● **TEXT SHOWN**:
This is how CartoDB stores geometry for a multi-polygon, or a group of polygons. Each of those coordinates refers to a node within a single polygon. Multi-polygons are useful for grouping lots of geographic features, such as islands, that belong to a single political entity like a state or province.

  1. Now switch to the Map View to see how the polygons are overlayed on our map.
    In the Visualization Wizard:

    • try changing the base map.
    • try changing the polygon fills and borders.
  2. Try clicking somewhere on the map. Notice a pop-up displays with the following message: "You haven’t selected any fields to be shown in the infowindow." Click on the select fields link and notice the sidebar on the right will navigate to the Info Window panel. This is where you may configure data to be shown in the pop-ups or what CartoDB calls Info Windows.
    Here you may:

    • turn any of your columns on or off for values to be displayed in the Info Window.

● **DATA SECTION**:

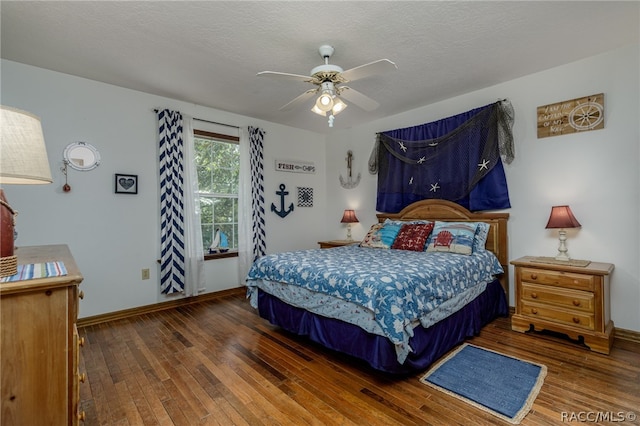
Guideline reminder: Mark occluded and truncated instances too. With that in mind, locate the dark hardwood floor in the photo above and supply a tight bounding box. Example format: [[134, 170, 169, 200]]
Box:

● **SET TASKS**:
1/ In the CartoDB tutorial text, what does CartoDB call the pop-ups that display data on the map?
2/ Condense the paragraph of the CartoDB tutorial text that begins "This is how CartoDB stores geometry" into two short sentences that keep its main facts.
3/ From the CartoDB tutorial text, reproduce without changes the part that opens with the words containing "This is how" and closes with "state or province.".

● **ANSWERS BY TASK**:
1/ Info Windows.

2/ CartoDB stores a multi-polygon, or group of polygons, as coordinates that each refer to a node within a single polygon. Multi-polygons help group many geographic features, such as islands, that belong to one political entity like a state or province.

3/
This is how CartoDB stores geometry for a multi-polygon, or a group of polygons. Each of those coordinates refers to a node within a single polygon. Multi-polygons are useful for grouping lots of geographic features, such as islands, that belong to a single political entity like a state or province.